----- Data for this task
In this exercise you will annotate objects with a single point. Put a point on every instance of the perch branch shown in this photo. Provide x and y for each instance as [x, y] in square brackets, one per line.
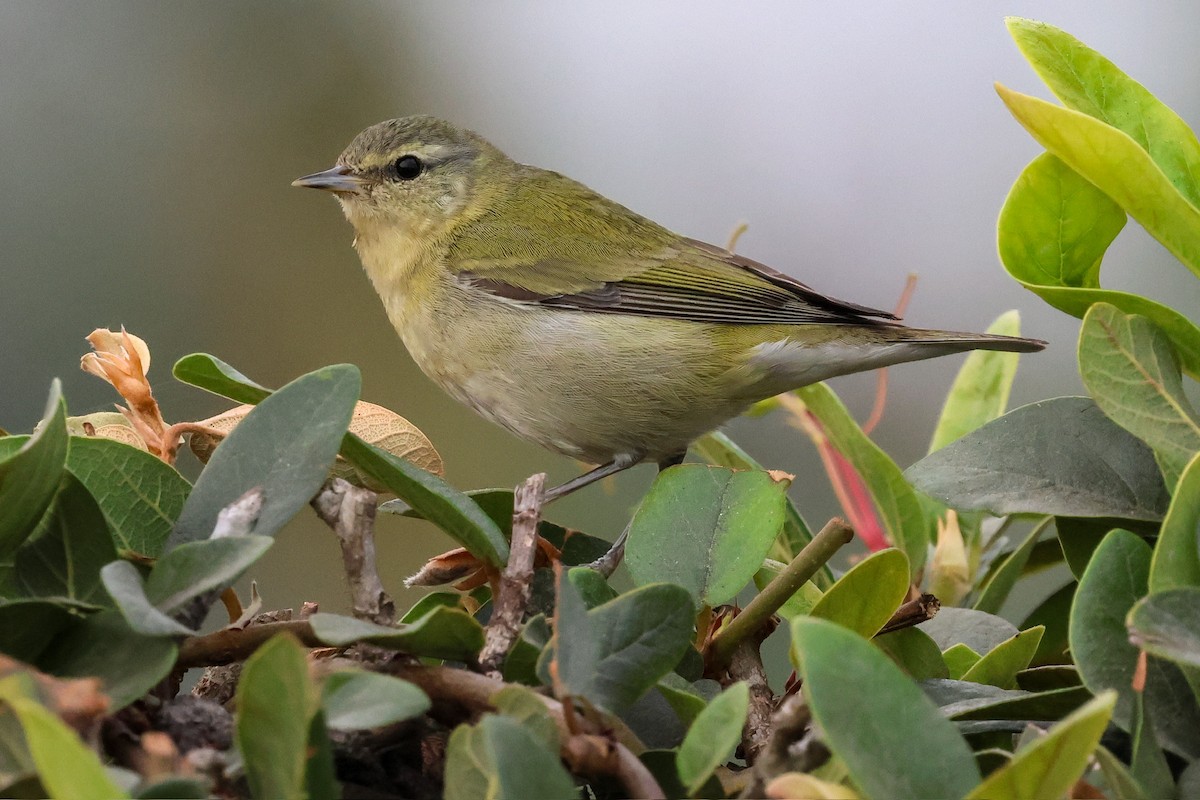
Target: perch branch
[349, 511]
[833, 536]
[516, 581]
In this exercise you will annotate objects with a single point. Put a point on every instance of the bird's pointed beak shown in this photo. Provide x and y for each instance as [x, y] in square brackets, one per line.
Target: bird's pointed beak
[340, 180]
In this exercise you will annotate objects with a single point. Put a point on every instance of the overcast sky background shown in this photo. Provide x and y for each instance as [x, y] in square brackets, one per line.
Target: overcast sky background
[148, 150]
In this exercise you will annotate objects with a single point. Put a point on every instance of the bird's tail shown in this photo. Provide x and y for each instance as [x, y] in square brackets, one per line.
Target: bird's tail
[958, 341]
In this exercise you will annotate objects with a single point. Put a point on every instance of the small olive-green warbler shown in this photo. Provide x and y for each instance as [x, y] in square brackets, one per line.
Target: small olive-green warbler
[576, 323]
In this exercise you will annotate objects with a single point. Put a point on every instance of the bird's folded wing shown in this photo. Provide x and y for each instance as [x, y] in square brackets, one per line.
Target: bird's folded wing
[613, 260]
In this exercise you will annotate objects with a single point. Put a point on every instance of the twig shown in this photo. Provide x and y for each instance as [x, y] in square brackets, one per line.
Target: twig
[233, 644]
[915, 612]
[592, 755]
[516, 581]
[351, 511]
[745, 665]
[833, 536]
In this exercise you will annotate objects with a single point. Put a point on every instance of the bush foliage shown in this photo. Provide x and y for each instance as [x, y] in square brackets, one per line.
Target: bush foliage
[537, 678]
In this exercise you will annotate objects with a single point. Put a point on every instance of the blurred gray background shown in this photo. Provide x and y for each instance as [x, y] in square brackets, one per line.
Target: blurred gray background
[148, 150]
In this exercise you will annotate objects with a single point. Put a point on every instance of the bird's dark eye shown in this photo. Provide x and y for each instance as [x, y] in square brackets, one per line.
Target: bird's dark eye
[408, 167]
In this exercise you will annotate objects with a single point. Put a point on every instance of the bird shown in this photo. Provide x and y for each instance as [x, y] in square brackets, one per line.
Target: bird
[576, 323]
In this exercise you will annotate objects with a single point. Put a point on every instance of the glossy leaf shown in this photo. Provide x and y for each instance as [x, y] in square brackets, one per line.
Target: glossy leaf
[449, 633]
[1053, 233]
[915, 653]
[1006, 575]
[139, 494]
[1167, 624]
[1115, 579]
[1131, 370]
[286, 446]
[981, 389]
[499, 759]
[868, 595]
[28, 626]
[1117, 166]
[613, 654]
[358, 699]
[30, 476]
[102, 645]
[213, 374]
[719, 450]
[1051, 764]
[713, 735]
[1000, 666]
[71, 547]
[977, 630]
[67, 768]
[1087, 82]
[435, 499]
[1176, 561]
[126, 587]
[706, 529]
[889, 757]
[1061, 456]
[276, 702]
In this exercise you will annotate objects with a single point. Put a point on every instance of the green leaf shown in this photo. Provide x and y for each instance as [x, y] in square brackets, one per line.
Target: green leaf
[125, 585]
[868, 595]
[713, 737]
[1176, 561]
[889, 757]
[286, 446]
[1117, 166]
[613, 654]
[1131, 370]
[1114, 581]
[499, 759]
[1087, 82]
[1051, 764]
[127, 663]
[276, 702]
[977, 630]
[1061, 456]
[30, 477]
[915, 653]
[67, 768]
[1002, 579]
[1001, 665]
[706, 529]
[192, 569]
[959, 659]
[529, 709]
[28, 626]
[139, 494]
[213, 374]
[981, 390]
[449, 633]
[72, 545]
[719, 450]
[435, 499]
[900, 510]
[1053, 233]
[357, 699]
[1167, 624]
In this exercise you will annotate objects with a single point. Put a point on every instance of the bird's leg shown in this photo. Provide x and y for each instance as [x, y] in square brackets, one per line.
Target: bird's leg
[622, 462]
[609, 563]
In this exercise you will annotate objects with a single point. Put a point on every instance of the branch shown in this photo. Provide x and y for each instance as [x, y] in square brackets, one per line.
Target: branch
[745, 665]
[832, 537]
[237, 644]
[516, 581]
[351, 511]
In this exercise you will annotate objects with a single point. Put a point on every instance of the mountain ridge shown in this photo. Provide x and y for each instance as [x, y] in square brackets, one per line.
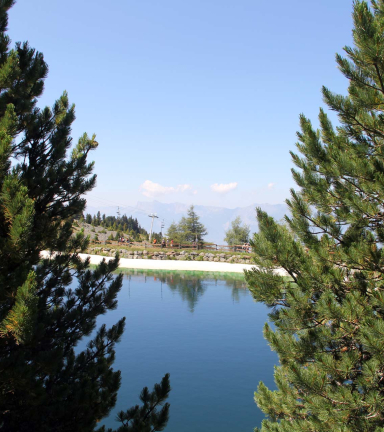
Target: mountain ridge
[216, 219]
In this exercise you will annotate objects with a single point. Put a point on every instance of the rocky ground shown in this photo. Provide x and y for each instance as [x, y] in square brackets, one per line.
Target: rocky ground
[171, 255]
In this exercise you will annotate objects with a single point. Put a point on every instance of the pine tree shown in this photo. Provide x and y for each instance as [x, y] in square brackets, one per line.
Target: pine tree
[237, 234]
[191, 227]
[48, 306]
[329, 316]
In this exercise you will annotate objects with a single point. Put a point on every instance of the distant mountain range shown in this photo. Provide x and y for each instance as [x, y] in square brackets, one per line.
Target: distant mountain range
[216, 219]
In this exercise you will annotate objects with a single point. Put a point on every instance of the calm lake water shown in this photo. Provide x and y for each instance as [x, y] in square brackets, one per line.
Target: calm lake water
[206, 331]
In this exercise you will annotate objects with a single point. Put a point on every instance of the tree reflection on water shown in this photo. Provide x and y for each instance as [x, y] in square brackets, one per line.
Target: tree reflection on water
[192, 285]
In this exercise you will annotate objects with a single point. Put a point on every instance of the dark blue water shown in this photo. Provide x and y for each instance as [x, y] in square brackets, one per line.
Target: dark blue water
[207, 333]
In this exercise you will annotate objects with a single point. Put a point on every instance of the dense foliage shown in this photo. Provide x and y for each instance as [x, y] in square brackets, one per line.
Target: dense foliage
[122, 224]
[48, 306]
[329, 318]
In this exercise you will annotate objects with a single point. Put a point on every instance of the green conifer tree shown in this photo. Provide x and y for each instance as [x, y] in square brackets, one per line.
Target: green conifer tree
[237, 234]
[329, 317]
[48, 306]
[191, 227]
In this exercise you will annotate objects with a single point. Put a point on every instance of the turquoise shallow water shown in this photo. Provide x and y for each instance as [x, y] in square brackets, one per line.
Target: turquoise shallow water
[206, 331]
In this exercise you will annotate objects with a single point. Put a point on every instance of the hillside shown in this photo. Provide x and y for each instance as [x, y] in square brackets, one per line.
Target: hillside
[216, 219]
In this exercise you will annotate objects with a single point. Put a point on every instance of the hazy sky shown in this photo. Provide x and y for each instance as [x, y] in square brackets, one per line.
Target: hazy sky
[191, 101]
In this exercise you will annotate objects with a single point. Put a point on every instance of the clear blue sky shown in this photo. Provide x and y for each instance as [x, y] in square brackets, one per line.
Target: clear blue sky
[186, 95]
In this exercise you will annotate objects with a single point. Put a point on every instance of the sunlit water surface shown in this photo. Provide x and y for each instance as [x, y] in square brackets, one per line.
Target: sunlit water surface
[206, 331]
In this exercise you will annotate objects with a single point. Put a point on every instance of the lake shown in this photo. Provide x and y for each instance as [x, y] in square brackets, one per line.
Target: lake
[206, 331]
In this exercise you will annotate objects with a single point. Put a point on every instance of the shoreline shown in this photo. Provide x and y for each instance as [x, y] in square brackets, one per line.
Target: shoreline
[146, 264]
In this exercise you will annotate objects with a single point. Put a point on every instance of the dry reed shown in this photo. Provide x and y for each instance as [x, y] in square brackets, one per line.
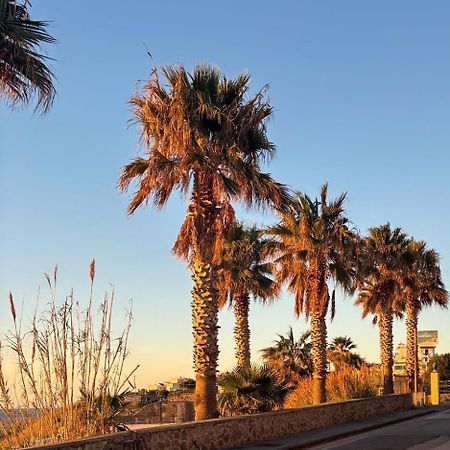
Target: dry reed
[346, 384]
[70, 371]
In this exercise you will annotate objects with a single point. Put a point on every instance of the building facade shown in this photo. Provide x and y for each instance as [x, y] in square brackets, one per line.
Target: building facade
[427, 340]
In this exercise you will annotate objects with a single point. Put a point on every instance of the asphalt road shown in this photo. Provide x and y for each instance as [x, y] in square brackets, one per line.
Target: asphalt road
[428, 432]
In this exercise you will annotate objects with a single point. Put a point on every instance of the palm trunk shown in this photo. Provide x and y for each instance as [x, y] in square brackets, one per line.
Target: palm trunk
[411, 344]
[242, 330]
[387, 348]
[205, 330]
[319, 353]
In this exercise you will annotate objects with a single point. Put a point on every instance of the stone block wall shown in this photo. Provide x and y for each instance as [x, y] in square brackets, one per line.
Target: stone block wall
[224, 433]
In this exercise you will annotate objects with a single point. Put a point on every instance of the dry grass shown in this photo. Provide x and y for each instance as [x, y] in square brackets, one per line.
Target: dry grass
[348, 383]
[69, 374]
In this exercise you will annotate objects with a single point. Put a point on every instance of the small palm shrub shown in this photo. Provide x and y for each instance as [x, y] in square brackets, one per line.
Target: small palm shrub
[250, 390]
[70, 371]
[346, 384]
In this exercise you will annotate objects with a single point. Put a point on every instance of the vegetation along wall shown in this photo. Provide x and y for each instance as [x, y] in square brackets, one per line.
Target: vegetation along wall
[233, 431]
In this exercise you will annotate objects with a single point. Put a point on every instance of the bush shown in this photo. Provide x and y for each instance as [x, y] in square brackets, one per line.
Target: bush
[250, 390]
[346, 384]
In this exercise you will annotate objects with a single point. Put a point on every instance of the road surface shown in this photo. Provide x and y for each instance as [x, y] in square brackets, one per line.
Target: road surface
[424, 433]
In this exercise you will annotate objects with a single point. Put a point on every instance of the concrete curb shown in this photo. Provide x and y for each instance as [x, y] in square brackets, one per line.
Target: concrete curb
[345, 434]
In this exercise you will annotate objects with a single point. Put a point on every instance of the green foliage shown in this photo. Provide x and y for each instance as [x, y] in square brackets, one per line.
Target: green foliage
[290, 358]
[250, 390]
[245, 270]
[341, 355]
[24, 71]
----------
Aim of the exercise
Only the lines from the one containing "the dry grass" through the last line of the records above are to be reproduced, exactly and with both ends included.

Reply
In this exercise you will annotate objects with a single point. Put a point on every instance of the dry grass shown in this photo. Provide x and y for each instance as [x, y] in square brackets, one per line.
Target: dry grass
[348, 383]
[69, 374]
In this exercise you will annotate objects with a single point. Put a point on every instance of the small palm shrub shown in this photo. Provide x and y for each instance as [x, y] in square brackets, one per line.
Target: small palm shrub
[250, 390]
[70, 371]
[346, 384]
In this exercise you will annotate objects with a single point. Put a point on every instance of the vegetation along wall shown in this photo. Provide x and y for each instance as [x, y] in square brackets, one per line.
Target: vegetation along wall
[233, 431]
In this exercise you will annotate objects with a single point. Put a point on every instance of the bush shown in this photo. Provide x and y for each instance as [x, y] in square brackets, one per line.
Target: bush
[250, 390]
[346, 384]
In this exercise you will annotate objects with a single point. Put a point on every instance of the road surface shown in this photo. Provide x and y for each instance as [x, y] in square brackets, one per line.
Target: road surface
[424, 433]
In this exercise you will annotate objects with a single point. Put a point on every instance of the concrete curb shown in this photo. Provide x and y for each instance as [x, y] in square brackets, one per line.
Target: concrete curb
[345, 434]
In this exercise you will annotate objects with a single point. Put a point on every instance of the green foliage shown in this photo. Provide x and y for each instance as [x, y] in square brackets, one per line.
Target: green foliage
[290, 358]
[250, 390]
[245, 270]
[341, 355]
[24, 71]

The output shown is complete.